* [REQUEST]
From the entries below, keep only the lines that contain the string "green" and copy each one out in full.

* [GIVEN INFORMATION]
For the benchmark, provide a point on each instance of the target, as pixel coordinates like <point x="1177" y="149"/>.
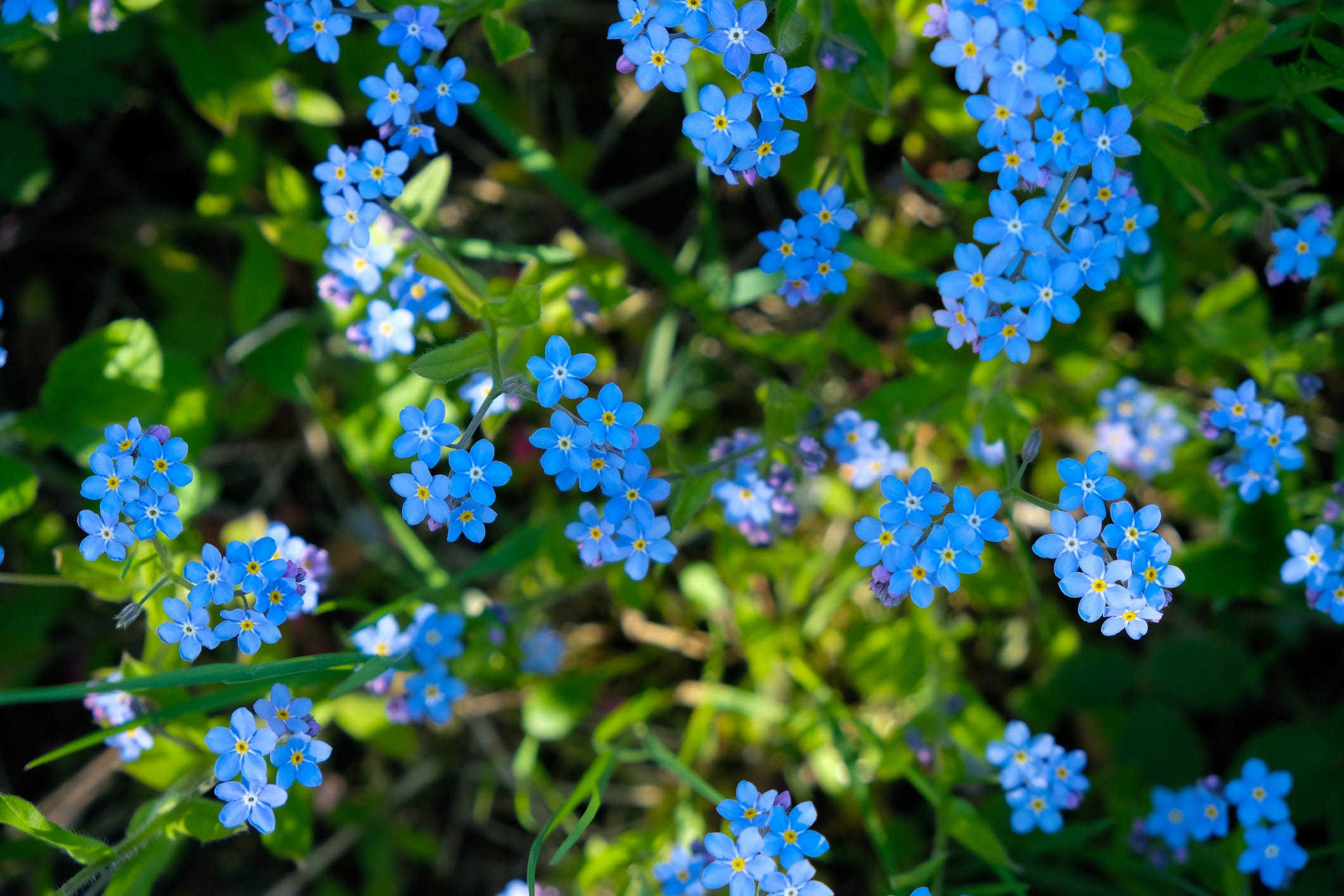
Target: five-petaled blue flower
<point x="1302" y="250"/>
<point x="1096" y="54"/>
<point x="1087" y="485"/>
<point x="249" y="626"/>
<point x="426" y="434"/>
<point x="478" y="473"/>
<point x="1273" y="852"/>
<point x="737" y="34"/>
<point x="470" y="519"/>
<point x="413" y="31"/>
<point x="738" y="866"/>
<point x="162" y="466"/>
<point x="792" y="837"/>
<point x="641" y="544"/>
<point x="297" y="760"/>
<point x="444" y="89"/>
<point x="252" y="567"/>
<point x="560" y="374"/>
<point x="765" y="151"/>
<point x="659" y="60"/>
<point x="593" y="535"/>
<point x="749" y="809"/>
<point x="153" y="513"/>
<point x="317" y="26"/>
<point x="210" y="578"/>
<point x="242" y="747"/>
<point x="283" y="711"/>
<point x="392" y="94"/>
<point x="112" y="483"/>
<point x="189" y="628"/>
<point x="106" y="535"/>
<point x="1105" y="138"/>
<point x="252" y="801"/>
<point x="425" y="494"/>
<point x="722" y="124"/>
<point x="779" y="89"/>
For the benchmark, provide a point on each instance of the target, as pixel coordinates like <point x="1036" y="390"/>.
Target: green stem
<point x="165" y="562"/>
<point x="45" y="580"/>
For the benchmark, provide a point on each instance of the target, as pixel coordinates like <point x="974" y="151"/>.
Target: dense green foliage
<point x="159" y="241"/>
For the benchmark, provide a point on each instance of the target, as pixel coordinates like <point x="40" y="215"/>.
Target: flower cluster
<point x="910" y="554"/>
<point x="1118" y="570"/>
<point x="760" y="507"/>
<point x="1315" y="561"/>
<point x="805" y="249"/>
<point x="1267" y="441"/>
<point x="358" y="183"/>
<point x="115" y="708"/>
<point x="1139" y="433"/>
<point x="460" y="500"/>
<point x="428" y="691"/>
<point x="1043" y="250"/>
<point x="1201" y="813"/>
<point x="769" y="854"/>
<point x="271" y="589"/>
<point x="1040" y="778"/>
<point x="862" y="454"/>
<point x="601" y="446"/>
<point x="720" y="131"/>
<point x="285" y="738"/>
<point x="1302" y="249"/>
<point x="134" y="475"/>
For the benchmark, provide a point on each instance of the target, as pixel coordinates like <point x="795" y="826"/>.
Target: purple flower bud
<point x="1309" y="386"/>
<point x="812" y="457"/>
<point x="335" y="289"/>
<point x="397" y="711"/>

* [CORRECT OUTPUT]
Target: green stem
Target: dense green foliage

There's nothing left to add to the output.